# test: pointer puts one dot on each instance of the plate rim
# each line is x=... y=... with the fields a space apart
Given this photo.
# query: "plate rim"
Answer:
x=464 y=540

-------------------------

Edit the records above so that "plate rim" becomes "dish edge" everywhere it occurs, and leave every other line unchanged.

# test: pointer puts one dot on each instance of the dish edge
# each line is x=... y=... with the fields a space apart
Given this photo.
# query: "dish edge"
Answer:
x=464 y=540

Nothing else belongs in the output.